*Reading text*:
CVSep 26, 2024

MECD: Unlocking Multi-Event Causal Discovery in Video Reasoning

arXiv:2409.17647v428 citationsh-index: 9
Originality Incremental advance
AI Analysis

This addresses the need for comprehensive causality analysis in multi-event videos, which is an incremental improvement over existing single-event methods.

The paper tackles the problem of limited scope in video causal reasoning by introducing the Multi-Event Causal Discovery (MECD) task and dataset to uncover causal relationships between events in long videos, with their framework outperforming GPT-4o and VideoLLaVA by 5.7% and 4.1% respectively.

*Work item*: Continue the MECD paper summary after its last sentence. The lines after the MECD paper summary are separate material with no connection to it.

*Data section*:

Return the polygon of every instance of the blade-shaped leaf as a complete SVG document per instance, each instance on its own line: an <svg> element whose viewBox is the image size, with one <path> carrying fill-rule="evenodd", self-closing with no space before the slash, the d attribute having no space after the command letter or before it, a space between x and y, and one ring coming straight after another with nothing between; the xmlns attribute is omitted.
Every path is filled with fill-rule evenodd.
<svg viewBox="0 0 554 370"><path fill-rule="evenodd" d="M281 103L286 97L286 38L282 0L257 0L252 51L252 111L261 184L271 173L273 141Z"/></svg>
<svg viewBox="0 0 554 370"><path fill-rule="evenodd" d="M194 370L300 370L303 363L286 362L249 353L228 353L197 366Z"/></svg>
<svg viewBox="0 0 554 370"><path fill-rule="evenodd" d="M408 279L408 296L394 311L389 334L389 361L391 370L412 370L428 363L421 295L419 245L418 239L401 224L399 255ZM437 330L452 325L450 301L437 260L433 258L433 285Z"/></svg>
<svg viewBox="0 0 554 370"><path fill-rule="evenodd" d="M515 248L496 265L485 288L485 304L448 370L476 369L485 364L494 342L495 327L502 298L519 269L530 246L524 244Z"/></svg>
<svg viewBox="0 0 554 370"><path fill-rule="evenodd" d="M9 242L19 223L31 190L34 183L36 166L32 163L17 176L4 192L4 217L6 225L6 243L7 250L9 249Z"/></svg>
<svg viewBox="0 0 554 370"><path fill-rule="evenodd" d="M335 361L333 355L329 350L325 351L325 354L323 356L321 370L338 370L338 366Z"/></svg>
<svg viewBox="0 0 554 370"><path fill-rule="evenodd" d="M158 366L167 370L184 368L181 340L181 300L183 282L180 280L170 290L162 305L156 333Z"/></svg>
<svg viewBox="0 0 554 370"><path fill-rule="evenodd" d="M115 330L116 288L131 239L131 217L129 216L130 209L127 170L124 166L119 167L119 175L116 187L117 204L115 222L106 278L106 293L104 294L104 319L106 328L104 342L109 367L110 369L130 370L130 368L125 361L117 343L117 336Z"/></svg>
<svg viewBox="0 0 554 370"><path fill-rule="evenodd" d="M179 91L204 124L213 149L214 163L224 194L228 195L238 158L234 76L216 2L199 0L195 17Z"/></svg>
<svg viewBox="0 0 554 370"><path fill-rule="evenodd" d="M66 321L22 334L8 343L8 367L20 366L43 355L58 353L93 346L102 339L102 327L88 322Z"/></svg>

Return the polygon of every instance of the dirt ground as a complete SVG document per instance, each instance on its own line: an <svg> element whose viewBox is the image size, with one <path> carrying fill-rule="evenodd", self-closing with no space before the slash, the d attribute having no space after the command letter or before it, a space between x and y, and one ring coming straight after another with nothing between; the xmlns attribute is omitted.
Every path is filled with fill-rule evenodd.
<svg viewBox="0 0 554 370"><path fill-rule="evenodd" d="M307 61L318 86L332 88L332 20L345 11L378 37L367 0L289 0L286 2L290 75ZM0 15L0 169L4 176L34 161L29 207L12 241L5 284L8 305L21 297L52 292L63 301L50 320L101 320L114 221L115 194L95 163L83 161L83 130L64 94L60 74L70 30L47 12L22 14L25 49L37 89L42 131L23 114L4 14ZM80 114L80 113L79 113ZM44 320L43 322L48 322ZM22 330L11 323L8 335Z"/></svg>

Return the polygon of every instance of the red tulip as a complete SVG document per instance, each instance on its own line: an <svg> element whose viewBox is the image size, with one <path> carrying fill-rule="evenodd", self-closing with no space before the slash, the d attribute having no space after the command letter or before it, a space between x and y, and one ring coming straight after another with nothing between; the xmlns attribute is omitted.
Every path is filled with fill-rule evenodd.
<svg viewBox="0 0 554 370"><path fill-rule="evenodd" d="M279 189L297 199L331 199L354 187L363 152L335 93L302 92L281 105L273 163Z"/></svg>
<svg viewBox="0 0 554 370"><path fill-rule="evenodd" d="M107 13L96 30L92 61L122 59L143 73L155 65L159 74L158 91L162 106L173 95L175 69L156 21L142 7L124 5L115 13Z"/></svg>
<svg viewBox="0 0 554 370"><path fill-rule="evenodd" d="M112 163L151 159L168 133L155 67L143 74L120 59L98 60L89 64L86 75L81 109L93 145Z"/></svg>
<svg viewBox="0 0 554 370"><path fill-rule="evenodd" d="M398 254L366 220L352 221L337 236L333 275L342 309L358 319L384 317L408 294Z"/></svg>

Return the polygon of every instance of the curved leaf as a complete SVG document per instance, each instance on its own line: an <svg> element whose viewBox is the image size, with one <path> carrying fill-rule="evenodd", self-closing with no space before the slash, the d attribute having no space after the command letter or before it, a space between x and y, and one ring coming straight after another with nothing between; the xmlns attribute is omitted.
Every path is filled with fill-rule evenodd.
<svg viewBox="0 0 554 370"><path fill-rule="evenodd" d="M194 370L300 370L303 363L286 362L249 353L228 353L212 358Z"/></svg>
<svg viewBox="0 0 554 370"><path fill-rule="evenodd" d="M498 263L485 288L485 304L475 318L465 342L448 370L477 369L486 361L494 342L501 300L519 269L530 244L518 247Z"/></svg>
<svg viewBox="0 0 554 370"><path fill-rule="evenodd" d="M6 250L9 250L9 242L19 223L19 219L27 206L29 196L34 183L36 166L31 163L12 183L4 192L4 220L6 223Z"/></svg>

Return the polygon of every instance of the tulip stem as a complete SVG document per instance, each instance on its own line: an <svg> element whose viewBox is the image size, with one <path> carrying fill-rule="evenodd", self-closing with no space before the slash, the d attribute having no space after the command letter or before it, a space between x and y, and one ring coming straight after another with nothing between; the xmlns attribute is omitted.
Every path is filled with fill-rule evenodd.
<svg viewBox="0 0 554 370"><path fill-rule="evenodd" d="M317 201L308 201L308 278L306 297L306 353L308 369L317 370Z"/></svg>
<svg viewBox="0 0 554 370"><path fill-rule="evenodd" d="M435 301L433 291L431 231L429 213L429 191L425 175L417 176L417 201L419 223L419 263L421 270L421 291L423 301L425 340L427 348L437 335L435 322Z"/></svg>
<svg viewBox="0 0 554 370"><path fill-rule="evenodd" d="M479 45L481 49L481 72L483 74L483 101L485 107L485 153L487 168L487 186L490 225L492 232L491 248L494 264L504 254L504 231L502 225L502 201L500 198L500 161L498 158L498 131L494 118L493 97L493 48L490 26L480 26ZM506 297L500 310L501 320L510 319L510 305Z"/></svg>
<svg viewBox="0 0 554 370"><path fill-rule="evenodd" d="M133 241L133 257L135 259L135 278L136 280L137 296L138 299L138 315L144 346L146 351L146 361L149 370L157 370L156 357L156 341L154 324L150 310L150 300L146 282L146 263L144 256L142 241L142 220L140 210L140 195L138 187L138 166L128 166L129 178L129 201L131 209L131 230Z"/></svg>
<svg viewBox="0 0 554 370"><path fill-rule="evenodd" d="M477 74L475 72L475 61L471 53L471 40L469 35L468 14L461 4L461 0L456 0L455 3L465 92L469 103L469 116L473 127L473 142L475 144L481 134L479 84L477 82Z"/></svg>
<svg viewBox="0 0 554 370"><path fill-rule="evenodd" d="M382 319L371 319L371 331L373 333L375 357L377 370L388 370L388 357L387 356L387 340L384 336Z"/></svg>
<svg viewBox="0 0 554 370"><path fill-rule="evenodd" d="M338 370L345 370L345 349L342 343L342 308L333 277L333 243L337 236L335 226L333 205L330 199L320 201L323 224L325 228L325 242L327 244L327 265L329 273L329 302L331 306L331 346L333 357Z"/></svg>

*Final answer*:
Video causal reasoning aims to achieve a high-level understanding of video content from a causal perspective. However, current video reasoning tasks are limited in scope, primarily executed in a question-answering paradigm and focusing on short videos containing only a single event and simple causal relationships, lacking comprehensive and structured causality analysis for videos with multiple events. To fill this gap, we introduce a new task and dataset, Multi-Event Causal Discovery (MECD). It aims to uncover the causal relationships between events distributed chronologically across long videos. Given visual segments and textual descriptions of events, MECD requires identifying the causal associations between these events to derive a comprehensive, structured event-level video causal diagram explaining why and how the final result event occurred. To address MECD, we devise a novel framework inspired by the Granger Causality method, using an efficient mask-based event prediction model to perform an Event Granger Test, which estimates causality by comparing the predicted result event when premise events are masked versus unmasked. Furthermore, we integrate causal inference techniques such as front-door adjustment and counterfactual inference to address challenges in MECD like causality confounding and illusory causality. Experiments validate the effectiveness of our framework in providing causal relationships in multi-event videos, outperforming GPT-4o and VideoLLaVA by 5.7% and 4.1%, respectively.